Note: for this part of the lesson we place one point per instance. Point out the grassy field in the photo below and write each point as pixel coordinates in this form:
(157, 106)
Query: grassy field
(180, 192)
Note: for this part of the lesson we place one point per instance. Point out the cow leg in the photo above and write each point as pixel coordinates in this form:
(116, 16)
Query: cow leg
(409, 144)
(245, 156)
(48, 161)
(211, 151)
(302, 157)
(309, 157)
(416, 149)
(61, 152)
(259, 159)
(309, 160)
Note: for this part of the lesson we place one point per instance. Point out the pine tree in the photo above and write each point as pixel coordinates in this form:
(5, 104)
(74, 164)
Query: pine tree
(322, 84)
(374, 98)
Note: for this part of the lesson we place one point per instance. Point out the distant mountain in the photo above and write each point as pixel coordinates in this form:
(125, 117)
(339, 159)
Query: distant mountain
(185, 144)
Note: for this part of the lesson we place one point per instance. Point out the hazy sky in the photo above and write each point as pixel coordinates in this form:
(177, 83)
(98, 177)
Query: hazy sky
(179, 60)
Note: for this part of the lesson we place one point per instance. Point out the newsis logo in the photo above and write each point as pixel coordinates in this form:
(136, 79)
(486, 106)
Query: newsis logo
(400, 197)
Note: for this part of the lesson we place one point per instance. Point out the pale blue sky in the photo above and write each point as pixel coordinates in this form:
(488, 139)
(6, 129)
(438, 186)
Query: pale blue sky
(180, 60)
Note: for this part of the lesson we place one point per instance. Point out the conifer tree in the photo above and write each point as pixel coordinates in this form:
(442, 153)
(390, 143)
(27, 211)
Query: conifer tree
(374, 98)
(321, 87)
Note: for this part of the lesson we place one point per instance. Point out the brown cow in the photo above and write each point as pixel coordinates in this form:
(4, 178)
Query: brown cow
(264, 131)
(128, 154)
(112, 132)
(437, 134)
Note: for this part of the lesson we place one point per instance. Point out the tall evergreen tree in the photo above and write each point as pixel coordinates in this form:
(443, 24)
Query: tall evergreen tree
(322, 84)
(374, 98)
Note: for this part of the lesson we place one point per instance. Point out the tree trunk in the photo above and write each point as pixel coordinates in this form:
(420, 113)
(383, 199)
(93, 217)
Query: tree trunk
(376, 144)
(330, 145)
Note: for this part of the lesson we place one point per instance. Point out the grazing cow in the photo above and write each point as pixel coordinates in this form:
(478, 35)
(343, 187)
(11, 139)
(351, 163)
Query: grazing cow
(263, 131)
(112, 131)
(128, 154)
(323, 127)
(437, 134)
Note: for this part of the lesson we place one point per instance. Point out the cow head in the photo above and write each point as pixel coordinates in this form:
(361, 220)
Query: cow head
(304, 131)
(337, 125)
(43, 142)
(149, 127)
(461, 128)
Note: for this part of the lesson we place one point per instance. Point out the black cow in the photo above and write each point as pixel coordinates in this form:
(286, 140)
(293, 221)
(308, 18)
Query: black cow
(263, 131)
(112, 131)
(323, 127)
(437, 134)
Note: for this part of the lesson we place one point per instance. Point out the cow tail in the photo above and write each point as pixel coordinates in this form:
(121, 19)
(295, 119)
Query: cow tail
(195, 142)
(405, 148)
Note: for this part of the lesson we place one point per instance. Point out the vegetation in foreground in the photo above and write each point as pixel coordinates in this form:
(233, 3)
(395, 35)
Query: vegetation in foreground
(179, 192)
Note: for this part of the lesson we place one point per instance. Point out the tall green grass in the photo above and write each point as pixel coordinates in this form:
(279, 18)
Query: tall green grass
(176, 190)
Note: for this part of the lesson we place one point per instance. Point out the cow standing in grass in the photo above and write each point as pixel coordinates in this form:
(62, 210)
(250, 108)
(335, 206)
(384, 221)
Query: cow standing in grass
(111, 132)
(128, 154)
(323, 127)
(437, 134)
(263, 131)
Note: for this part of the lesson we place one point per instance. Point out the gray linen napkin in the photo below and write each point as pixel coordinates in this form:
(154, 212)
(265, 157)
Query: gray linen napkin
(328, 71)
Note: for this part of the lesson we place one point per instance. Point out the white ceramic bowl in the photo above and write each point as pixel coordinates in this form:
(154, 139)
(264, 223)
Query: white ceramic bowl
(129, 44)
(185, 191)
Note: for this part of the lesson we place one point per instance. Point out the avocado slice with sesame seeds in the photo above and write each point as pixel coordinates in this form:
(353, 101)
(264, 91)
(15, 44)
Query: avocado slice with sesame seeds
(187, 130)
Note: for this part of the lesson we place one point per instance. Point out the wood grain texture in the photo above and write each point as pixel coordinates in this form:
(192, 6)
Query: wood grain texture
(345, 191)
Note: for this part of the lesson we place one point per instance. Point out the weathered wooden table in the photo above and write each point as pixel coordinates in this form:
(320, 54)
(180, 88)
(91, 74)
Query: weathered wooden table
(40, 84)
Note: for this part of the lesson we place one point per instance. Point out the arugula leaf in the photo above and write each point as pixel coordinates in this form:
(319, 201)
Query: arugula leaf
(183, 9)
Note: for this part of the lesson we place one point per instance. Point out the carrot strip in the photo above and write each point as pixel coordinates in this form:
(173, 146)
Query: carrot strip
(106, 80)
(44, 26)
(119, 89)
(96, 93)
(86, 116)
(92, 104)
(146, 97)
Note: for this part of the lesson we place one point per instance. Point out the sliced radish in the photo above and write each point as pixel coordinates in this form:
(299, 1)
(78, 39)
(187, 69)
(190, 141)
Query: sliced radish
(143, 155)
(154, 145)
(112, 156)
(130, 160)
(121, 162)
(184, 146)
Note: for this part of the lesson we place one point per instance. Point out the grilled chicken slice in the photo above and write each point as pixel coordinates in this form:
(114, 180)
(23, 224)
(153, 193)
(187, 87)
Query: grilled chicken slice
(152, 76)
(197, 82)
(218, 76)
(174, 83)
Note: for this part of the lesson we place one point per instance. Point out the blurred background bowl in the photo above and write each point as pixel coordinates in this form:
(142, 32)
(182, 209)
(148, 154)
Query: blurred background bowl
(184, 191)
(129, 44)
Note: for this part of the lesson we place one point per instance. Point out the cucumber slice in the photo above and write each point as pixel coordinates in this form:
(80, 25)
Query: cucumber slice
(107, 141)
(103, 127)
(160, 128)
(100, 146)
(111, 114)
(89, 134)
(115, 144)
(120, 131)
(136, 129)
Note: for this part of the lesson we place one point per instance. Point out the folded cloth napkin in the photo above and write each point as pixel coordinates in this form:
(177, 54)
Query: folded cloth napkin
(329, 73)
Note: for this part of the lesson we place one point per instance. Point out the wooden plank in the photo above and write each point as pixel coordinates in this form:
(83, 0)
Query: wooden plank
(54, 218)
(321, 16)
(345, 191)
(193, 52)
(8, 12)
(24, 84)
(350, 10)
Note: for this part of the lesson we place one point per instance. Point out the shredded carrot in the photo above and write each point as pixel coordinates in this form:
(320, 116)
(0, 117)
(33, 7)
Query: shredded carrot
---+---
■ **Stated problem**
Copy out all the rows above with "pixel coordinates" swapped for "pixel positions" wherever it appears. Leave every other part unchanged.

■ **Answer to the problem**
Note: for this part of the lesson we place one point per instance. Point out the grassy field in the photo below and write each point as pixel positions in this form:
(157, 106)
Query: grassy field
(180, 192)
Note: for this part of the lesson we place one point per instance. Point out the cow leg in the photo above and write each point as pixel positions in this form:
(116, 16)
Query: cow leg
(409, 144)
(245, 156)
(48, 161)
(211, 151)
(302, 157)
(309, 157)
(416, 149)
(61, 152)
(259, 159)
(309, 160)
Note: for this part of the lesson we place one point per instance. Point out the pine tree in the photo above and write each point as pixel positions in this form:
(5, 104)
(74, 164)
Query: pine tree
(322, 84)
(374, 98)
Note: for this part of the lesson we place one point per instance. Point out the distant mountain in the photo above and write each point as pixel positions in this form:
(125, 117)
(339, 159)
Query: distant mountain
(185, 144)
Note: for this part of the lesson we place one point per instance. Point out the hazy sky in the photo above and write each point as pixel positions in this form:
(177, 83)
(98, 177)
Query: hazy sky
(179, 60)
Note: for this part of the lesson we place one point per instance. Point out the newsis logo in the photo above and write each point as pixel positions in this form:
(136, 79)
(486, 106)
Query: newsis logo
(400, 197)
Note: for this part of the lesson we place one point per instance. Point out the pale blue sky in the photo above and write each point as pixel positions in this form:
(488, 139)
(6, 129)
(438, 186)
Query: pale blue sky
(180, 60)
Note: for this part of the lesson we place one point per instance. Point out the conifer tree in the photo above and write each point as pixel positions in this form:
(442, 153)
(390, 143)
(27, 211)
Query: conifer tree
(374, 98)
(321, 87)
Note: for this part of the lesson we place one point per instance. Point out the brown cow in the photo above and write each point as pixel positions in this form:
(4, 178)
Query: brown cow
(264, 131)
(128, 154)
(112, 132)
(437, 134)
Note: for this part of the lesson we place one point per instance. Point out the tall evergreen tree in the photo above and write each point as pixel positions in this form:
(443, 24)
Query: tall evergreen tree
(322, 84)
(374, 98)
Note: for this part of the lesson we place one point per instance. Point out the tree trunk in the photo above and write each point as pixel positions in this form:
(420, 113)
(383, 199)
(93, 217)
Query: tree trunk
(376, 144)
(330, 145)
Note: for this part of the lesson we place one point per instance. Point out the grazing cow in the photo above and write each point as pixel positions in this form:
(478, 35)
(343, 187)
(11, 139)
(351, 163)
Query: grazing cow
(263, 131)
(112, 131)
(128, 154)
(323, 127)
(437, 134)
Note: for this part of the lesson we place one point per instance. Point out the cow head in the photo above and write each point as pixel positions in this form:
(361, 220)
Query: cow head
(304, 131)
(337, 125)
(43, 142)
(149, 127)
(461, 128)
Note: for this part of the lesson we place one point per instance. Point out the black cow in the photo above and write each point as pixel positions in this form:
(286, 140)
(293, 221)
(308, 18)
Query: black cow
(263, 131)
(112, 131)
(323, 127)
(437, 134)
Note: for this part of the lesson we place one point per instance. Point out the cow tail in the photo above and write each point as pixel positions in this form:
(121, 19)
(295, 119)
Query: cow tail
(195, 142)
(405, 148)
Note: for this part of the lesson we place one point per instance. Point out the vegetation in foreground in the photo above and write each point as pixel positions in this form:
(233, 3)
(395, 35)
Query: vegetation in foreground
(179, 192)
Note: for this part of the lesson we place one point per instance. Point out the tall green grass in the photo above and write each point as pixel positions in this form:
(279, 18)
Query: tall green grass
(176, 190)
Note: for this part of the lesson we place one point per instance. Point out the cow standing in grass in the photo above and write each point as pixel positions in this form:
(62, 210)
(250, 108)
(335, 206)
(384, 221)
Query: cow standing in grass
(111, 132)
(128, 154)
(323, 127)
(437, 134)
(263, 131)
Note: for this part of the lesson we place one point per instance. Point out the gray linen napkin in the photo below and write each point as pixel positions in this form:
(154, 212)
(265, 157)
Query: gray linen napkin
(328, 71)
Note: for this part of the lesson we place one point per instance. Point out the white ceramic bowl in the photo above and write each point as pixel positions in this form:
(154, 139)
(264, 223)
Query: white ceramic bowl
(129, 44)
(185, 191)
Note: for this part of the lesson we place one point per instance. Point out the avocado slice with sesame seeds in the photo above and write each point as pixel positions in this form:
(353, 101)
(264, 91)
(15, 44)
Query: avocado slice with sesame seeds
(187, 130)
Note: for this part of the lesson we place one point per instance. Point out the wood grain texture in the photo above and write each point as pixel positions in this form:
(192, 6)
Query: wood grain texture
(345, 191)
Note: for this part of the lesson we place one point per instance. Point out the weathered wooden table in the photo above and write each point as pixel positions in this form:
(320, 54)
(180, 88)
(91, 74)
Query: weathered wooden table
(40, 84)
Note: for this part of the lesson we place one point per instance. Point out the arugula leaf in the photo above and write each point as pixel positions in this form:
(319, 201)
Query: arugula leaf
(183, 9)
Note: for this part of the lesson we place one point per instance. Point out the carrot strip in the photo above and write each point as pixel positions in this form:
(173, 146)
Query: carrot strip
(106, 80)
(44, 26)
(119, 89)
(96, 93)
(86, 116)
(92, 104)
(146, 97)
Note: for this part of the lesson we place one point per instance. Point out the sliced radish in the photo above and write each point as pixel positions in this form:
(299, 1)
(78, 39)
(187, 69)
(190, 141)
Query: sliced radish
(143, 155)
(154, 145)
(112, 156)
(130, 160)
(121, 162)
(184, 146)
Note: for this part of the lesson we place one point per instance. Point out the grilled chicken slice in the photo above and write each point as pixel positions in this form:
(114, 180)
(23, 224)
(153, 193)
(187, 87)
Query: grilled chicken slice
(152, 76)
(197, 82)
(218, 76)
(174, 83)
Note: for this part of the lesson we place one point per instance. Point out the blurred background bowl in the photo above and write each point as pixel positions in this form:
(142, 32)
(182, 209)
(148, 154)
Query: blurred background bowl
(184, 191)
(129, 44)
Note: for this part of the lesson we place one point per instance. Point out the cucumber slice in the photo above and write each point as pixel positions in this form:
(80, 25)
Query: cucumber slice
(107, 141)
(103, 127)
(160, 128)
(100, 146)
(111, 114)
(89, 134)
(115, 144)
(120, 131)
(136, 129)
Note: for this part of the lesson we place one point per instance. Point out the folded cloth napkin in the photo above and write each point as pixel positions in this form:
(177, 54)
Query: folded cloth napkin
(329, 73)
Note: for this part of the lesson we place one point per instance. Point out the wooden plank in the photo above and write each point as pixel positions in this form:
(83, 0)
Query: wooden plank
(54, 218)
(321, 16)
(345, 191)
(193, 52)
(8, 12)
(24, 84)
(350, 10)
Note: for this part of the lesson we place one point per instance. Point out the shredded carrot in the photo above and write each point as pixel positions in this form:
(320, 116)
(0, 117)
(33, 7)
Query: shredded carrot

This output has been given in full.